● Work to be completed
With the pictures left out, every record must be reproduced exactly.

● Data provided

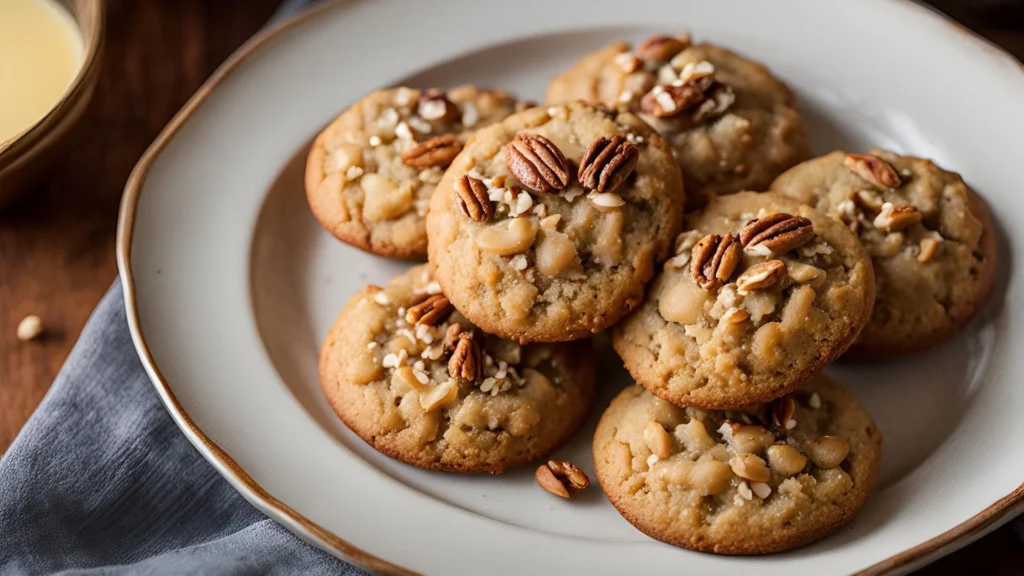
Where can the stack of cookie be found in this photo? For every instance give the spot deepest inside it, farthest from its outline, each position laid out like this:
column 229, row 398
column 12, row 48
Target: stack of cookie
column 545, row 224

● Task response
Where can the stack of cookie be found in this photo? For every instance give the spot deepest inside it, farthest from its outline, each position laid out like this:
column 229, row 398
column 12, row 48
Target: stack of cookie
column 545, row 224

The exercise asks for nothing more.